_Given task:_ Return verbatim the run of lines that opens with the line holding "Please locate the dry" and closes with the last line of the records.

_Material for this task:_
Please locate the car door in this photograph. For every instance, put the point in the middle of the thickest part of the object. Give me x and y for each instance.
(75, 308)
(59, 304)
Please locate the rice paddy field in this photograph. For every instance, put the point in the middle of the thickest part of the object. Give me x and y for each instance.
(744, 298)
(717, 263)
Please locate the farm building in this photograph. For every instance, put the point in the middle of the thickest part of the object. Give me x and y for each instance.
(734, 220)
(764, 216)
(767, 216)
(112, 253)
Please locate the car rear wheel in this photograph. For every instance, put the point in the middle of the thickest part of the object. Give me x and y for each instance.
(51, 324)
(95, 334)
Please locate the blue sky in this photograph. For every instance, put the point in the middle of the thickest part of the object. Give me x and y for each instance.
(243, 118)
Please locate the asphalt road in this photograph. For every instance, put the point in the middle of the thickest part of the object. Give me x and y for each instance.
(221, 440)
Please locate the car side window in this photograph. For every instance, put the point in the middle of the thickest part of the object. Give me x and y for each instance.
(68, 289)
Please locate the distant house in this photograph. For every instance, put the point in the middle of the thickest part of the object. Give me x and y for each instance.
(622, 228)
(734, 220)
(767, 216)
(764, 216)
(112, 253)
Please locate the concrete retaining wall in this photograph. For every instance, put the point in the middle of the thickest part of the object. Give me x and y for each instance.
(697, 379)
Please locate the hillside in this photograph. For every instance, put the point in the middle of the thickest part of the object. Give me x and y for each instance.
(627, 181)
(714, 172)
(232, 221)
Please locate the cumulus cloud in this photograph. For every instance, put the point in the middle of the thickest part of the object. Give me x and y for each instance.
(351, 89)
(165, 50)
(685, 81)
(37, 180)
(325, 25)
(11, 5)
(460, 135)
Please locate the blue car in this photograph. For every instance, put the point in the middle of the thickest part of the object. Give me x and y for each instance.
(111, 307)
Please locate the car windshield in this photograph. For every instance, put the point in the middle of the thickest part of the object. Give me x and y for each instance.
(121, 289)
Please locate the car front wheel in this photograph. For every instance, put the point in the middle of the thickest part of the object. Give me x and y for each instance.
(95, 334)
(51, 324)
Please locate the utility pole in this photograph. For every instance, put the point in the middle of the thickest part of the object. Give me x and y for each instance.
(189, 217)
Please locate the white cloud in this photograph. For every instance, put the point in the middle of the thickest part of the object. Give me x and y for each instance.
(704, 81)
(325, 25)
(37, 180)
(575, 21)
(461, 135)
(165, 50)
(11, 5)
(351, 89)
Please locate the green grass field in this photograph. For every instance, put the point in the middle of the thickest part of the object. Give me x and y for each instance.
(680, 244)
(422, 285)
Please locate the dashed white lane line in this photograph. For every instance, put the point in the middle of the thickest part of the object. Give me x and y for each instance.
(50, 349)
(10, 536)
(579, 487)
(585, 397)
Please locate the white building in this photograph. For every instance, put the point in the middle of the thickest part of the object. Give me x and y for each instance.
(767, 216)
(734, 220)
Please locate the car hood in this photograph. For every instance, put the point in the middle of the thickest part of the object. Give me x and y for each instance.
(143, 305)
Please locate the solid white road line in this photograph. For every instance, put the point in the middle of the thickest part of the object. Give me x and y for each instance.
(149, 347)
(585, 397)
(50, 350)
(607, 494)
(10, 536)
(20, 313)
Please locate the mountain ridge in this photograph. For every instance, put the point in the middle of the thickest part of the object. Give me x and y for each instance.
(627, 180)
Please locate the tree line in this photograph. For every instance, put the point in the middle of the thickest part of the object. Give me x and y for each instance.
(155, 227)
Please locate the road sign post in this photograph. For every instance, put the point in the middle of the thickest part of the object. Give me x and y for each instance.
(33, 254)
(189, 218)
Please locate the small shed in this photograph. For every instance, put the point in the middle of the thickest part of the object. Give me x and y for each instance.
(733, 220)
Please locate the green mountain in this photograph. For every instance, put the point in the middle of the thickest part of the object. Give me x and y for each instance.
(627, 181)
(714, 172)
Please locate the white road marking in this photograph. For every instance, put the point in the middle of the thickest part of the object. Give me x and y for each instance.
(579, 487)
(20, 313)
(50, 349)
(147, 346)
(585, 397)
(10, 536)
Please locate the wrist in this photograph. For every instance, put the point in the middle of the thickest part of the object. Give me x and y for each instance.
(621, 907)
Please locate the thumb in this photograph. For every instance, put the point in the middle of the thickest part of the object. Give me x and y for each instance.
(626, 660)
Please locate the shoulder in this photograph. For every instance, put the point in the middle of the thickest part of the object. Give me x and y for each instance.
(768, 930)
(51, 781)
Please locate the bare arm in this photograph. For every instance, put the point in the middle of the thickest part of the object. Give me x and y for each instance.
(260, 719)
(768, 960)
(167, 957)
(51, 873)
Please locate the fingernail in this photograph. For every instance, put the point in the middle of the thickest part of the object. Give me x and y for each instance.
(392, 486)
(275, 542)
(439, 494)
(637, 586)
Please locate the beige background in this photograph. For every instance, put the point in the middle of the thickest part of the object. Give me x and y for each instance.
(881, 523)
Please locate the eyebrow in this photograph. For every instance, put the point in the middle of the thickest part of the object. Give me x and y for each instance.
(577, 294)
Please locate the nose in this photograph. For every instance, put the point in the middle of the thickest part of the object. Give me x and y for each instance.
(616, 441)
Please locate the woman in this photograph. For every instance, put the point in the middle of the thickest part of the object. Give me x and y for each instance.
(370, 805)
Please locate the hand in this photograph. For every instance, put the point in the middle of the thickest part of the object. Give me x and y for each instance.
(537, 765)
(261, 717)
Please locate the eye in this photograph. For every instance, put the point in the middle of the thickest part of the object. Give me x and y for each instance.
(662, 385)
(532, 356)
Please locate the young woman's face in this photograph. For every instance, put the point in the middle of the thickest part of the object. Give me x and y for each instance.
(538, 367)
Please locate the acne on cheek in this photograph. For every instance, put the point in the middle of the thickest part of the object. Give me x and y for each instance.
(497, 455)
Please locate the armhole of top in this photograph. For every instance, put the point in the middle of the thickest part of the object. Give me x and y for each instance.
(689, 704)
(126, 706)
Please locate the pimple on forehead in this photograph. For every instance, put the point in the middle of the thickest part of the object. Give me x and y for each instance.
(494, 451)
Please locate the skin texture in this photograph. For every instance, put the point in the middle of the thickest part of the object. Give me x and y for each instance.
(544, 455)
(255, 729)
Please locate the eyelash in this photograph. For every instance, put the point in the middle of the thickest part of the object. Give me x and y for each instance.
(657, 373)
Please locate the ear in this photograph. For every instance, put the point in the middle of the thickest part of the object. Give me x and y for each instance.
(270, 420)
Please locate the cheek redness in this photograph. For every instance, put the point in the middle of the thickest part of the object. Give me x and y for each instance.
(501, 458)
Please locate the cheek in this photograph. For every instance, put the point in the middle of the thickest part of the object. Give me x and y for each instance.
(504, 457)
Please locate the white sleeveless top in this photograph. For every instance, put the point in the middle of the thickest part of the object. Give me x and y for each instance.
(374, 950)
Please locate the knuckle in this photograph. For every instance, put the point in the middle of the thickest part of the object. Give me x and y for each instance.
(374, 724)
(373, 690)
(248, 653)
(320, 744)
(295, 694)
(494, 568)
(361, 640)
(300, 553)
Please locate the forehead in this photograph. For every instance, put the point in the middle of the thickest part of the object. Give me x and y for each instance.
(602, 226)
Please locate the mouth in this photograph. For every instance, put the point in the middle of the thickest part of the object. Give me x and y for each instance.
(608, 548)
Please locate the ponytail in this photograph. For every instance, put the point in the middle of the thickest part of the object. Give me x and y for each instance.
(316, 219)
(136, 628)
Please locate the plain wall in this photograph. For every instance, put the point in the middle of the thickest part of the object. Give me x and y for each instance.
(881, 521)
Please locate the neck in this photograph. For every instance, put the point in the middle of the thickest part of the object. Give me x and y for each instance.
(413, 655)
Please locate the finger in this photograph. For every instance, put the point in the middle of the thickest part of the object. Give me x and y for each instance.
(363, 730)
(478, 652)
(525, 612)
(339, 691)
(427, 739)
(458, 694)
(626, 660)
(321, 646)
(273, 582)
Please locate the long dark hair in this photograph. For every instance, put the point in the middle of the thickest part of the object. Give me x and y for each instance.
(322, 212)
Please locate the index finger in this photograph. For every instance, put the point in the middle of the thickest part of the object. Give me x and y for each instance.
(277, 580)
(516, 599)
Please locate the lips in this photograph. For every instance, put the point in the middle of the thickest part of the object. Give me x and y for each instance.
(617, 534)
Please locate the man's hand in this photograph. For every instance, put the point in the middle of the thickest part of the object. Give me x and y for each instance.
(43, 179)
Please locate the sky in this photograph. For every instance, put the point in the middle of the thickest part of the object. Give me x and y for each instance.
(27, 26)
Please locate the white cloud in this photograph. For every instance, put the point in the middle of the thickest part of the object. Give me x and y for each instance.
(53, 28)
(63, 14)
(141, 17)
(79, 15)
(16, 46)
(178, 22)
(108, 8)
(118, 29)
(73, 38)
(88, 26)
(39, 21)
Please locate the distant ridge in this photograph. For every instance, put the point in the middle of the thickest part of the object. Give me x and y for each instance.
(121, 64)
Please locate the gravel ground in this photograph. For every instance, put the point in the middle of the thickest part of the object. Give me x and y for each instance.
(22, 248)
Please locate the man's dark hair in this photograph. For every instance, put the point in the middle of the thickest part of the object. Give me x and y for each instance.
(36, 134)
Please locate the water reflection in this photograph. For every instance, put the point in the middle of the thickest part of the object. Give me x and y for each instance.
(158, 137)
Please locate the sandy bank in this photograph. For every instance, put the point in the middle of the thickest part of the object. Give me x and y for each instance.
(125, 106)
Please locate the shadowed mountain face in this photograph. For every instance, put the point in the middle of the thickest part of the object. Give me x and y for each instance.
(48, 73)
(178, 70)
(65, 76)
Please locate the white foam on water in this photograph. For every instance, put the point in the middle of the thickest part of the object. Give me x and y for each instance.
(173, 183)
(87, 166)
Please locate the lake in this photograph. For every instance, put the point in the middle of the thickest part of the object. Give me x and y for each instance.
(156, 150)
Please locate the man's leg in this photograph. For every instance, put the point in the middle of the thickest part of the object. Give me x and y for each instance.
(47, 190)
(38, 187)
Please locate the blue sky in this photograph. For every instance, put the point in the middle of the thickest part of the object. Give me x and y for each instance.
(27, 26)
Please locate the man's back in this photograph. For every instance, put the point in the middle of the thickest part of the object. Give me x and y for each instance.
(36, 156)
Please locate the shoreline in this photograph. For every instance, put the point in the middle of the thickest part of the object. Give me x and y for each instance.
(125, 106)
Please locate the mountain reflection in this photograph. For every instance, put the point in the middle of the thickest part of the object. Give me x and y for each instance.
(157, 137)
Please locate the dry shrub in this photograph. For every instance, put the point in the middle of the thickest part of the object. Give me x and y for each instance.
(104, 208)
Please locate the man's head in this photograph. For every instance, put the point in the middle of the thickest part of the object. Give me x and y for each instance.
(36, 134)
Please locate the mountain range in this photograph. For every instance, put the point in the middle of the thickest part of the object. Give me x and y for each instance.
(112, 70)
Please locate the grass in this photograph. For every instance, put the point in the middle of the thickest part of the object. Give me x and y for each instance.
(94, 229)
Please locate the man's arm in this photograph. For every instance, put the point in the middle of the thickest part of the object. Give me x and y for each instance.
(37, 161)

_Solution to this exercise:_
Please locate the dry shrub in this photograph. For every instance, put the point in the middle of the thickest part of the object. Give me x and y for each instance.
(104, 208)
Please locate the man's head in this photograph. For every instance, put the point in the middle of the thickest part of the object. Give me x and y for each instance.
(36, 134)
Please locate the mountain range in this photograph. For every instance, put the point in the middle of the thickest part of the object. Give me x and y for each instance.
(112, 70)
Please locate the grass in this photograph. For every instance, put the point in the middle of the thickest part of the object. Give me x and y for each instance.
(94, 229)
Please locate the man's arm in this photograph. For every instance, put the point in the middle of the thickest part of the object. Give me x and y for each instance.
(37, 161)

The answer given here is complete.